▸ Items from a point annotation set

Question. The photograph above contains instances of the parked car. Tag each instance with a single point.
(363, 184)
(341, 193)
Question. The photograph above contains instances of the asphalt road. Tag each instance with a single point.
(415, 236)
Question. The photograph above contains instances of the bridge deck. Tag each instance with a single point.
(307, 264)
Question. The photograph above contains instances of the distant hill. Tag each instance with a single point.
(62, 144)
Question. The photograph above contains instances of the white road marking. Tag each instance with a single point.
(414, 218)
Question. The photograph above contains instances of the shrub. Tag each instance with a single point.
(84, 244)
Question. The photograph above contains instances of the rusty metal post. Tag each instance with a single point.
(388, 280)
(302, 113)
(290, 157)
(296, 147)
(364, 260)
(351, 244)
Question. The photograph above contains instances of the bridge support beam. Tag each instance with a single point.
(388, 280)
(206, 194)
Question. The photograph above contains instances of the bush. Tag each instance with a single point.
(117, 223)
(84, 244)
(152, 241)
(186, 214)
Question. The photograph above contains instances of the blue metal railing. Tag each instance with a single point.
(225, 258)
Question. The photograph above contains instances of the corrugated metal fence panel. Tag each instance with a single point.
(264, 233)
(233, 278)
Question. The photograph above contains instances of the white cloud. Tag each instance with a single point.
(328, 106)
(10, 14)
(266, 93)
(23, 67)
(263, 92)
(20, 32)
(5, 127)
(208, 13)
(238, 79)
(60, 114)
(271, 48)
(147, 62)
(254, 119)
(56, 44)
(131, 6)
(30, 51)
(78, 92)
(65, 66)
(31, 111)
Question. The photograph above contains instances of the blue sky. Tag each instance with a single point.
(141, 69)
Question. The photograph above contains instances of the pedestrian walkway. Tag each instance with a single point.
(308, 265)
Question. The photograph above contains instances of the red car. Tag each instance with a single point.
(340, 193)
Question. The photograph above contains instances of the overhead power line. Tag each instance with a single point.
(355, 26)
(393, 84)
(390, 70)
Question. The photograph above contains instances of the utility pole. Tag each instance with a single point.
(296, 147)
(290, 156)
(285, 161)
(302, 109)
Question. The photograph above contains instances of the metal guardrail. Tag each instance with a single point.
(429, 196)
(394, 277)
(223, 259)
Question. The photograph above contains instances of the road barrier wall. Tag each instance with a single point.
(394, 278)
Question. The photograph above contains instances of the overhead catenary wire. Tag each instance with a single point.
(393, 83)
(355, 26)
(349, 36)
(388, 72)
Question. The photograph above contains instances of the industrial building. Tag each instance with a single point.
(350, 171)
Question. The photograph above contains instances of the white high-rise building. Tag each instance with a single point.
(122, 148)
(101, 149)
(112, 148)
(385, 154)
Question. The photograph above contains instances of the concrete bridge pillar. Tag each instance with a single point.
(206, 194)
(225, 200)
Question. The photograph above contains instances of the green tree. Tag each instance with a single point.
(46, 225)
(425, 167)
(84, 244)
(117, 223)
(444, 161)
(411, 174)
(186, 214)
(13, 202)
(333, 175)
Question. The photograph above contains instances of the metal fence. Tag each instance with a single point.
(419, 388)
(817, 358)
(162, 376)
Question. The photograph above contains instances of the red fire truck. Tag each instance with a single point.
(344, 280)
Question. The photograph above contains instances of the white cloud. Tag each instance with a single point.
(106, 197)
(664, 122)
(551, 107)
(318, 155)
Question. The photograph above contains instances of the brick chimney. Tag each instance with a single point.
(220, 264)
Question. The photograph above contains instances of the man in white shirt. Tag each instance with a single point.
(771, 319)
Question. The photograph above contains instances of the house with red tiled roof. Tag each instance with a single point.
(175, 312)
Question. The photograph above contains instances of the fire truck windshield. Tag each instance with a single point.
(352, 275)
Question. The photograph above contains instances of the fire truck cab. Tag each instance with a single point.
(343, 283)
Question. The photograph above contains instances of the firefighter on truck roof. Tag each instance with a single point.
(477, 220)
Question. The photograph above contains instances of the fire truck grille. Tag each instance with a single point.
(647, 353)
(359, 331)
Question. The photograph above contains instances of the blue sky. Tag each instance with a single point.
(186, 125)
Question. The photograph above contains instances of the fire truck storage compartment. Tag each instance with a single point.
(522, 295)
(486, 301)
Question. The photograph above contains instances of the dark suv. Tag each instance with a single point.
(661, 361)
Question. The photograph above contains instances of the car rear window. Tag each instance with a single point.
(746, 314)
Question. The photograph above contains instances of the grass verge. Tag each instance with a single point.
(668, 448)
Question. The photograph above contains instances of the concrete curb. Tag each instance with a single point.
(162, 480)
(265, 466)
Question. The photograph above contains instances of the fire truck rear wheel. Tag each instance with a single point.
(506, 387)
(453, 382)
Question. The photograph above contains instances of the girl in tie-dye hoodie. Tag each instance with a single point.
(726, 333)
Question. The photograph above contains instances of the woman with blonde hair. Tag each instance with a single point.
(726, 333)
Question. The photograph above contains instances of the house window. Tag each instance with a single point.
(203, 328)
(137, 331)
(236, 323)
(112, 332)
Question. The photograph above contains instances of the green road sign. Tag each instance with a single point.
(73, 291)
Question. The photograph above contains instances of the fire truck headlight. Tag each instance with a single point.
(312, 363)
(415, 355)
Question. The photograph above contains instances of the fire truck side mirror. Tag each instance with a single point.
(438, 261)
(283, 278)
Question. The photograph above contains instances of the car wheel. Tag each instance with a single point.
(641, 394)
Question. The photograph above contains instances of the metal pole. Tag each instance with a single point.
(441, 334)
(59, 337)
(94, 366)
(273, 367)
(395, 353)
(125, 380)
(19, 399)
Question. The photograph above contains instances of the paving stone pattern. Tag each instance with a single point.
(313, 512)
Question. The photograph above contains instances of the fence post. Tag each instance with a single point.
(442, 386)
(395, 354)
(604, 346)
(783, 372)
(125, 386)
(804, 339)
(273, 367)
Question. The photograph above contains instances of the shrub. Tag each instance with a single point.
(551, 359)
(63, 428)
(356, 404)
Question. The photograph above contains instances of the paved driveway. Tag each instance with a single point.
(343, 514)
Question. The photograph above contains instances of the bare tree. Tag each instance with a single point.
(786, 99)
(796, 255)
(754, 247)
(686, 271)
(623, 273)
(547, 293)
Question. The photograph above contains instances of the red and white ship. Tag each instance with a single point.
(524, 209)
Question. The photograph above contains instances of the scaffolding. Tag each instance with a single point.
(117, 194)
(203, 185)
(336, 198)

▸ EXERCISE DIRECTIONS
Format the items as a numbered list, beginning with the line that contains "Question. The photograph above contains instances of the paved" and continuing through the last item. Omit any blank lines.

▸ FINAL RESULT
1. Question. The photograph above contains instances of the paved driveway. Tag each instance with a single point.
2. (343, 514)
3. Question. The photograph above contains instances of the bare tree. Tag each instance with a single point.
4. (786, 99)
5. (796, 255)
6. (754, 247)
7. (686, 271)
8. (623, 273)
9. (547, 293)
10. Question. The photograph above contains instances of the red and white ship. Tag each instance with a single point.
11. (524, 209)
12. Question. The photograph above contains instances of the scaffolding. Tag each instance with a single point.
13. (117, 194)
14. (203, 185)
15. (336, 198)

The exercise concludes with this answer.